## Task brief
Identify every line in the material below that contains the word "carved", and copy each of those lines. Treat uppercase and lowercase letters as different.

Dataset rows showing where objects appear
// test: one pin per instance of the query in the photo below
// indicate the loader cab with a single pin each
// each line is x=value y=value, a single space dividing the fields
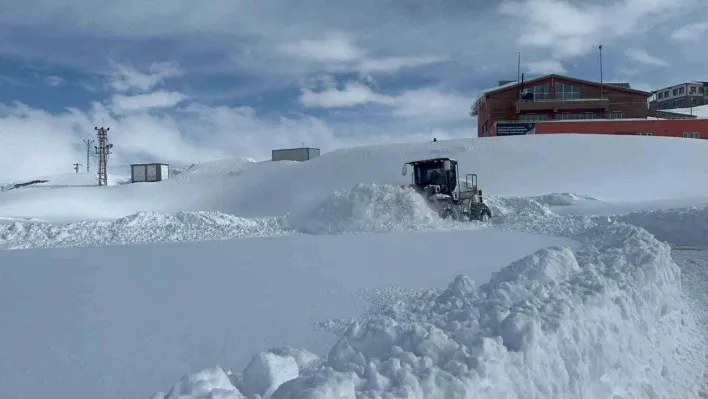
x=436 y=172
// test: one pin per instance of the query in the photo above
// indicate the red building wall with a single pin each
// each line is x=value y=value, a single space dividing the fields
x=662 y=127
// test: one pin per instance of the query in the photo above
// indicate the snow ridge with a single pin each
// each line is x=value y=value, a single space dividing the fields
x=372 y=208
x=685 y=226
x=140 y=228
x=603 y=320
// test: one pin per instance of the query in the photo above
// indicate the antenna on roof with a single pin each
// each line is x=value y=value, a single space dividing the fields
x=518 y=69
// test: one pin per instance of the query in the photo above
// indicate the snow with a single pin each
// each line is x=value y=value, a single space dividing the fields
x=595 y=166
x=700 y=111
x=115 y=177
x=125 y=321
x=327 y=279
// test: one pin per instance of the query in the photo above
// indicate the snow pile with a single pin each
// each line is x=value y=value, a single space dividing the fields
x=530 y=215
x=603 y=320
x=266 y=372
x=140 y=228
x=684 y=226
x=222 y=167
x=561 y=199
x=372 y=208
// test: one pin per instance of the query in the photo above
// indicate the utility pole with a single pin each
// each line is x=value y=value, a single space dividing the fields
x=601 y=82
x=103 y=150
x=518 y=69
x=88 y=153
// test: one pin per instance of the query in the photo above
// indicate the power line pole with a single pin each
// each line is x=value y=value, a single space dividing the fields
x=88 y=153
x=103 y=150
x=601 y=82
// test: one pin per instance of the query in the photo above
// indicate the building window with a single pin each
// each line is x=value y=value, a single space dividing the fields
x=577 y=116
x=538 y=92
x=566 y=91
x=533 y=117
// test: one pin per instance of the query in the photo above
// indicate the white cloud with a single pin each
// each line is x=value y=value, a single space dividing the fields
x=124 y=77
x=143 y=102
x=54 y=80
x=692 y=32
x=429 y=104
x=352 y=95
x=334 y=47
x=572 y=29
x=546 y=67
x=34 y=142
x=641 y=56
x=338 y=52
x=393 y=64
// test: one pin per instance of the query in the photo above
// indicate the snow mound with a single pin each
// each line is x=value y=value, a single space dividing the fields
x=685 y=226
x=372 y=208
x=603 y=320
x=266 y=372
x=561 y=199
x=222 y=167
x=140 y=228
x=530 y=215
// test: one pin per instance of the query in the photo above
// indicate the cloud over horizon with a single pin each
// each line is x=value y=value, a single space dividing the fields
x=188 y=81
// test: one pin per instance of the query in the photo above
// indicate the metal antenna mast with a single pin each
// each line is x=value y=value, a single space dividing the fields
x=103 y=150
x=88 y=153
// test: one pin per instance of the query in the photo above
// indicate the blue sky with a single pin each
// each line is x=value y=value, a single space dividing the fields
x=183 y=81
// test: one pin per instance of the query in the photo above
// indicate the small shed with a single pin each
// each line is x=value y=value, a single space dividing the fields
x=149 y=172
x=295 y=154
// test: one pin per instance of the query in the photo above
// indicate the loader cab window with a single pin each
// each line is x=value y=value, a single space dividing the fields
x=434 y=173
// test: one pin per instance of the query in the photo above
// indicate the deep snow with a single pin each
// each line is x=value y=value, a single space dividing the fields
x=123 y=321
x=608 y=168
x=597 y=314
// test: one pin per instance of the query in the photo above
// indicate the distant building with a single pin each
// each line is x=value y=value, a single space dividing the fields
x=559 y=104
x=685 y=128
x=683 y=95
x=295 y=154
x=149 y=172
x=557 y=97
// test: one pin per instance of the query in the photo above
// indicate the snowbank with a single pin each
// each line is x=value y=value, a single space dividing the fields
x=222 y=167
x=684 y=226
x=506 y=166
x=141 y=228
x=372 y=208
x=598 y=321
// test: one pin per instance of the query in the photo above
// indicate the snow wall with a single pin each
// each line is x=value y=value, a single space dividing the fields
x=604 y=320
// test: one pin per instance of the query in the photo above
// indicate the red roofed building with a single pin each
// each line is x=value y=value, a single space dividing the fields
x=561 y=104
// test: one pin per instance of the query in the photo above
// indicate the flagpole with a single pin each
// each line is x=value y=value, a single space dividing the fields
x=601 y=82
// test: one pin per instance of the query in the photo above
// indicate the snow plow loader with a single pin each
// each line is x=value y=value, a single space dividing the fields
x=437 y=181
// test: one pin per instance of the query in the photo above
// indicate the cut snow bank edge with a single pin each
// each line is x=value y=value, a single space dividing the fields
x=603 y=320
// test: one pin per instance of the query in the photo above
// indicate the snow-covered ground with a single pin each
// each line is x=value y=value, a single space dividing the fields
x=340 y=283
x=701 y=111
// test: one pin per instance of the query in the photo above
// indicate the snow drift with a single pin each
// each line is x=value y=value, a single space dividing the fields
x=141 y=228
x=372 y=208
x=507 y=166
x=683 y=226
x=603 y=320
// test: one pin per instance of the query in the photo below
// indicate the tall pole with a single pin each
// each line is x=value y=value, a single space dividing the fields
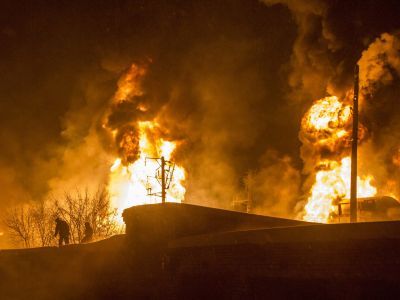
x=163 y=192
x=353 y=186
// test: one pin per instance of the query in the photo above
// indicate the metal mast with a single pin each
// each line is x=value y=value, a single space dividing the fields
x=353 y=185
x=163 y=183
x=163 y=176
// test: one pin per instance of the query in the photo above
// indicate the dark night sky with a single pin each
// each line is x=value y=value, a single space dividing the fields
x=235 y=65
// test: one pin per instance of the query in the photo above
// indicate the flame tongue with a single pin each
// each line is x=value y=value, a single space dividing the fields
x=130 y=184
x=131 y=175
x=326 y=129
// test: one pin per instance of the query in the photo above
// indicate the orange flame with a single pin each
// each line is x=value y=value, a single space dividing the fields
x=130 y=185
x=132 y=180
x=327 y=125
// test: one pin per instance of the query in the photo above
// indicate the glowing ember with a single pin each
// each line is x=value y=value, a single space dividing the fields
x=327 y=127
x=130 y=185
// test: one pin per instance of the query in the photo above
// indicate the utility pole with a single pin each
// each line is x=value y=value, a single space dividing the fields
x=353 y=185
x=163 y=183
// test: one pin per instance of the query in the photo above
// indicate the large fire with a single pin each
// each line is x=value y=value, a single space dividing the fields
x=327 y=126
x=133 y=179
x=131 y=185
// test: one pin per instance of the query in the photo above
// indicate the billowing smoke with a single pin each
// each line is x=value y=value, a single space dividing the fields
x=330 y=40
x=230 y=81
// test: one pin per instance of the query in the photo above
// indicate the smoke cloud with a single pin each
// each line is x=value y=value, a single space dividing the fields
x=229 y=80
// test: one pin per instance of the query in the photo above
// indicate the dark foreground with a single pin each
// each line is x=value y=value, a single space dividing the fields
x=307 y=261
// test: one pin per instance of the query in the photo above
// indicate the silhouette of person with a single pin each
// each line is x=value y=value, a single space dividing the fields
x=88 y=233
x=62 y=229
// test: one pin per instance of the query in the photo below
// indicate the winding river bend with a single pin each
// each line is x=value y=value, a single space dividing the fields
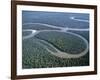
x=66 y=29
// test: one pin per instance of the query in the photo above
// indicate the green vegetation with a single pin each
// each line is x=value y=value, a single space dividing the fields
x=36 y=56
x=64 y=41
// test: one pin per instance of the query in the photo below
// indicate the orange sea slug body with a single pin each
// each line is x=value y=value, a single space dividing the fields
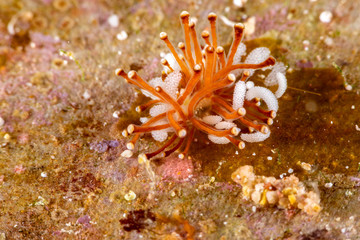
x=203 y=89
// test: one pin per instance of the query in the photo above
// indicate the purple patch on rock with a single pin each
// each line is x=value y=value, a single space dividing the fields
x=103 y=146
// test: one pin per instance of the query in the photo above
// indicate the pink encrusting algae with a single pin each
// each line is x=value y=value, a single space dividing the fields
x=205 y=89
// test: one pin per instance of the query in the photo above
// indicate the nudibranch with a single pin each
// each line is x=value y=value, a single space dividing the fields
x=204 y=89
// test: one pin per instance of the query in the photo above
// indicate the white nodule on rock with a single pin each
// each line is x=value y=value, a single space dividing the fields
x=241 y=51
x=127 y=153
x=258 y=55
x=271 y=79
x=86 y=95
x=266 y=95
x=122 y=36
x=254 y=137
x=225 y=125
x=218 y=140
x=212 y=119
x=113 y=20
x=144 y=119
x=239 y=95
x=172 y=62
x=250 y=84
x=171 y=83
x=282 y=84
x=325 y=16
x=159 y=135
x=159 y=109
x=2 y=122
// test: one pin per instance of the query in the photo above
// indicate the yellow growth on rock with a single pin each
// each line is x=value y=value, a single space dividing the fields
x=286 y=193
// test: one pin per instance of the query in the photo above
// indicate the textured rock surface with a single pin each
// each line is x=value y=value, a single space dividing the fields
x=61 y=170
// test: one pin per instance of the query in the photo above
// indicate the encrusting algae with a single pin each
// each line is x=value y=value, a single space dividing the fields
x=205 y=89
x=286 y=193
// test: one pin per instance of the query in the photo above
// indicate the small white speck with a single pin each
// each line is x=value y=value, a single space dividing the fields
x=2 y=122
x=239 y=3
x=127 y=153
x=116 y=114
x=253 y=208
x=328 y=185
x=193 y=19
x=325 y=16
x=86 y=95
x=122 y=35
x=348 y=87
x=328 y=41
x=113 y=20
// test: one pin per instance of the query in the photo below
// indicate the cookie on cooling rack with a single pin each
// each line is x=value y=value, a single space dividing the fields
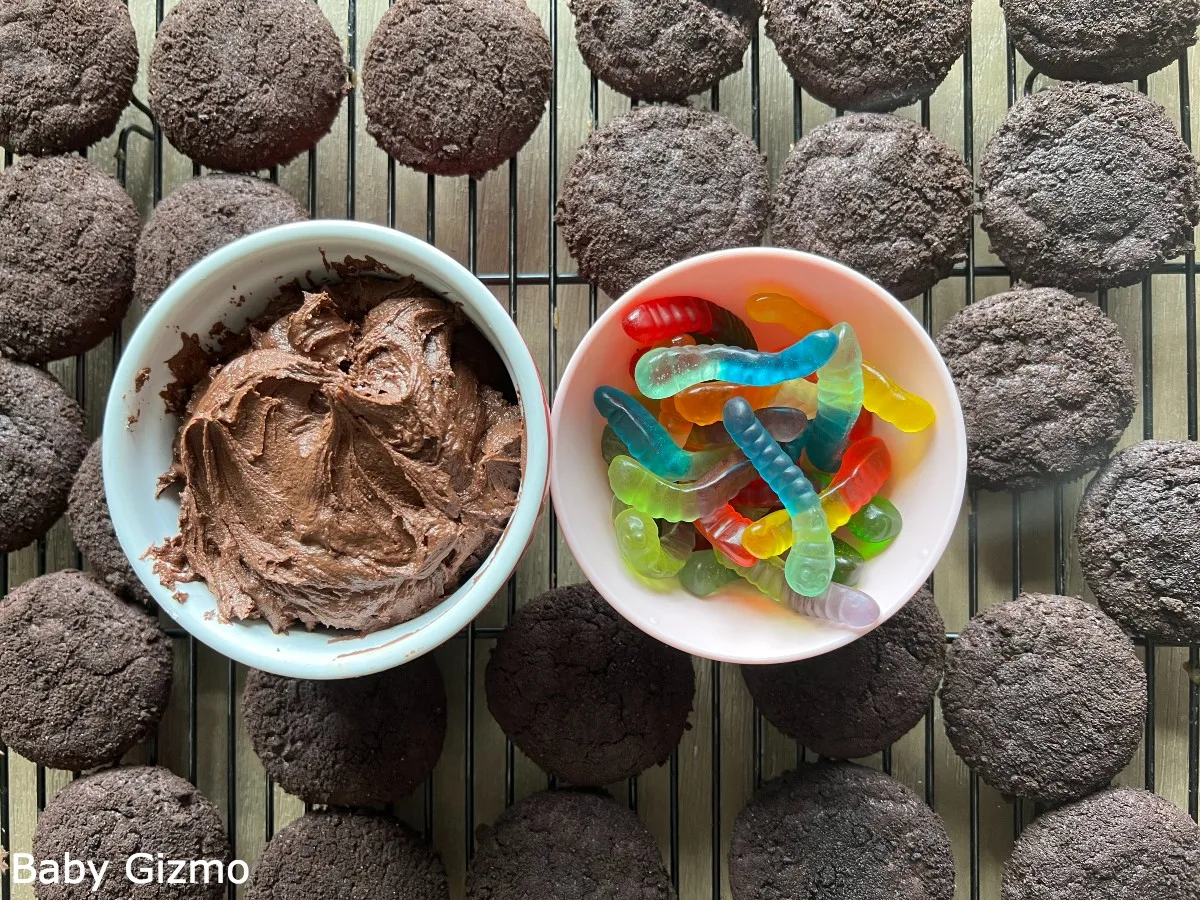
x=84 y=676
x=41 y=445
x=1087 y=186
x=456 y=87
x=246 y=84
x=869 y=54
x=564 y=844
x=66 y=72
x=118 y=813
x=858 y=700
x=201 y=216
x=1102 y=40
x=67 y=233
x=1120 y=844
x=1137 y=537
x=833 y=831
x=881 y=195
x=664 y=51
x=1045 y=382
x=353 y=742
x=1044 y=697
x=91 y=528
x=327 y=855
x=688 y=178
x=585 y=694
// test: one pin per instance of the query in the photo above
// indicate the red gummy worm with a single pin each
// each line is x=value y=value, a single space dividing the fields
x=757 y=495
x=724 y=528
x=669 y=316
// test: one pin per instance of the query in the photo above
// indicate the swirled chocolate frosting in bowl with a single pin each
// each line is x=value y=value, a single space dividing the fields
x=347 y=467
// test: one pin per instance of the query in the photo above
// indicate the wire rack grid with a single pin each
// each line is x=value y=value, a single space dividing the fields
x=503 y=229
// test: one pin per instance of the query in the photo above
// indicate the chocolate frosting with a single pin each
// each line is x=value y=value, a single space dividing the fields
x=347 y=469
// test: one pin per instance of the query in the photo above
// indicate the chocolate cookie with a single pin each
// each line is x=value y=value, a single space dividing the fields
x=66 y=72
x=348 y=743
x=91 y=528
x=835 y=831
x=1044 y=697
x=1045 y=382
x=869 y=54
x=858 y=700
x=567 y=844
x=1087 y=186
x=456 y=87
x=881 y=195
x=1120 y=844
x=1139 y=539
x=688 y=178
x=84 y=676
x=67 y=233
x=335 y=855
x=41 y=445
x=1102 y=40
x=585 y=694
x=201 y=216
x=246 y=84
x=664 y=51
x=111 y=816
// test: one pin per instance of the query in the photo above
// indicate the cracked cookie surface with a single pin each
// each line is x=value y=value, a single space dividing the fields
x=1138 y=534
x=585 y=694
x=1044 y=697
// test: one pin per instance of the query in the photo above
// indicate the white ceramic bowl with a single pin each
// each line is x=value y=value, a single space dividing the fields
x=929 y=468
x=136 y=454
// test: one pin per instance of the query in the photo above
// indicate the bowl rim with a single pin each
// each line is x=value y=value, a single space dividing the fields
x=559 y=490
x=480 y=587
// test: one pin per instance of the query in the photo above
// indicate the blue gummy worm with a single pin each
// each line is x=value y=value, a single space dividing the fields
x=666 y=371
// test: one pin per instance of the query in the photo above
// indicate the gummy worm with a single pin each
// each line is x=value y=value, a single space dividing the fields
x=811 y=562
x=645 y=552
x=839 y=400
x=669 y=316
x=703 y=575
x=838 y=603
x=657 y=497
x=667 y=371
x=648 y=442
x=703 y=403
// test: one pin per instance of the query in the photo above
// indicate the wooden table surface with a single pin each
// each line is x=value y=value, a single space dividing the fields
x=1003 y=544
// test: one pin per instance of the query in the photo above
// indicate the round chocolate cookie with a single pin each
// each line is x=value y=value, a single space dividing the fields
x=1138 y=534
x=1120 y=844
x=688 y=178
x=334 y=855
x=111 y=816
x=858 y=700
x=84 y=676
x=664 y=51
x=201 y=216
x=869 y=54
x=91 y=528
x=66 y=72
x=246 y=84
x=348 y=743
x=1044 y=697
x=456 y=87
x=67 y=234
x=41 y=445
x=835 y=831
x=1102 y=40
x=881 y=195
x=564 y=844
x=1045 y=382
x=585 y=694
x=1087 y=186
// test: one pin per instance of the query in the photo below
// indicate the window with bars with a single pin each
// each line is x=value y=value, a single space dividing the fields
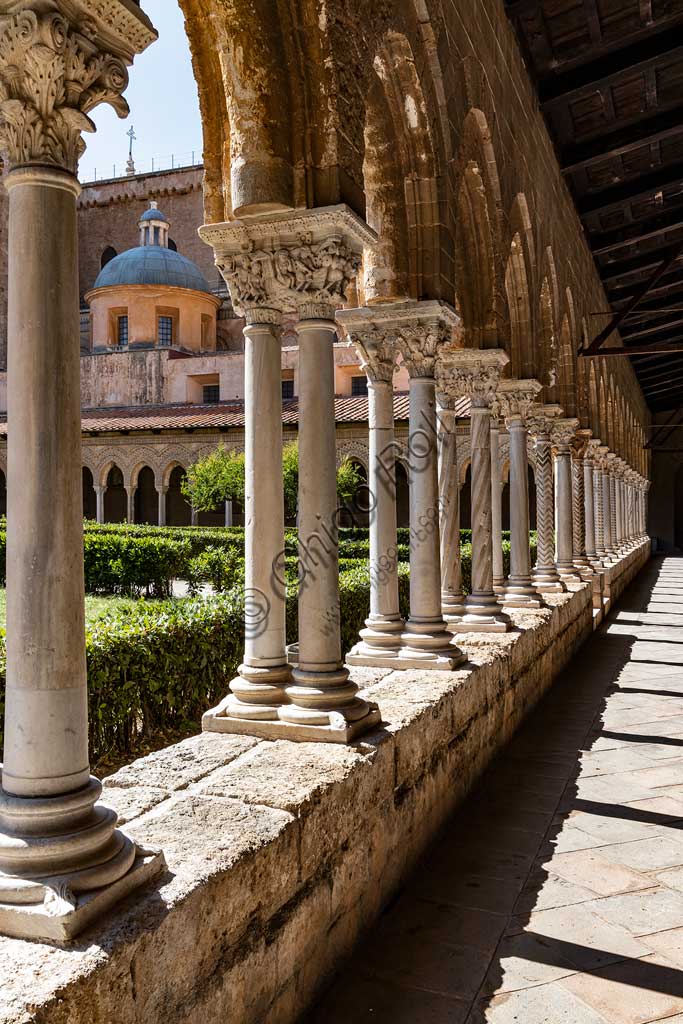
x=122 y=330
x=165 y=330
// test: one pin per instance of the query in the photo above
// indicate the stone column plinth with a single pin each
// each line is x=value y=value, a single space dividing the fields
x=562 y=436
x=301 y=262
x=545 y=576
x=372 y=332
x=516 y=399
x=498 y=567
x=62 y=861
x=426 y=642
x=453 y=599
x=476 y=373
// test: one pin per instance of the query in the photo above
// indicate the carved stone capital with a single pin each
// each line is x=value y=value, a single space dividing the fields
x=563 y=433
x=472 y=373
x=517 y=397
x=303 y=261
x=58 y=60
x=540 y=420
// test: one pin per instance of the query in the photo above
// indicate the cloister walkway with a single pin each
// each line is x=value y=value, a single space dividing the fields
x=555 y=896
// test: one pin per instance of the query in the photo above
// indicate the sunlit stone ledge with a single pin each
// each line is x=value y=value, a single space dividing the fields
x=281 y=853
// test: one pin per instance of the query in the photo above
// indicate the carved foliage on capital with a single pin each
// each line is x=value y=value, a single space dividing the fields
x=52 y=74
x=286 y=278
x=378 y=352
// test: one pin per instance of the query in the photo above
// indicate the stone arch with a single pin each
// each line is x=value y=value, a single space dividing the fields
x=477 y=238
x=400 y=179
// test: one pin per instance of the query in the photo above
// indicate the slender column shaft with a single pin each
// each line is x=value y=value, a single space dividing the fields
x=497 y=506
x=545 y=572
x=99 y=499
x=163 y=491
x=589 y=510
x=46 y=728
x=425 y=554
x=383 y=561
x=130 y=504
x=606 y=511
x=563 y=509
x=452 y=577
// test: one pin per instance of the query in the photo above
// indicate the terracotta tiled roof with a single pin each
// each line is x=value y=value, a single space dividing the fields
x=225 y=415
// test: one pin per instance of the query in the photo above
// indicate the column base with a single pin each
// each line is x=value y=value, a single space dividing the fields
x=337 y=727
x=547 y=581
x=427 y=644
x=59 y=920
x=521 y=595
x=482 y=614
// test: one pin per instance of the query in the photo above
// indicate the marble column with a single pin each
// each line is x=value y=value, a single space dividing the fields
x=579 y=454
x=497 y=506
x=371 y=330
x=475 y=373
x=427 y=641
x=563 y=435
x=545 y=576
x=162 y=493
x=453 y=599
x=516 y=399
x=99 y=501
x=130 y=504
x=62 y=861
x=301 y=263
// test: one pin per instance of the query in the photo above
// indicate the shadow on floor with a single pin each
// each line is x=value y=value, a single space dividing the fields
x=543 y=899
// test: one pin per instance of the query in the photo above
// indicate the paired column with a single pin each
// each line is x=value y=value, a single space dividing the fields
x=563 y=435
x=545 y=576
x=582 y=559
x=516 y=398
x=427 y=641
x=371 y=332
x=497 y=505
x=476 y=373
x=62 y=861
x=302 y=263
x=453 y=599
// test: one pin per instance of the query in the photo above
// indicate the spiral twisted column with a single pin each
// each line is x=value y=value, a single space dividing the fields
x=563 y=437
x=579 y=454
x=301 y=262
x=497 y=506
x=426 y=642
x=545 y=576
x=373 y=332
x=453 y=599
x=476 y=374
x=62 y=861
x=516 y=399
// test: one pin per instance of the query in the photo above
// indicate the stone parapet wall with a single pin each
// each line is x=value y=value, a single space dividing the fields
x=280 y=854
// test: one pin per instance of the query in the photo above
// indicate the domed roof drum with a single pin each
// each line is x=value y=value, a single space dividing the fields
x=153 y=262
x=153 y=265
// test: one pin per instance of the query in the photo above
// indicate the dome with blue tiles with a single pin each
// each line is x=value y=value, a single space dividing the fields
x=153 y=262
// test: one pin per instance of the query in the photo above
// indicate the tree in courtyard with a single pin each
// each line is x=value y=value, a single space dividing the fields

## Completed task
// indicate the carved stone capital with a single pin each
// indicate the carved foliage on capital with a single pin each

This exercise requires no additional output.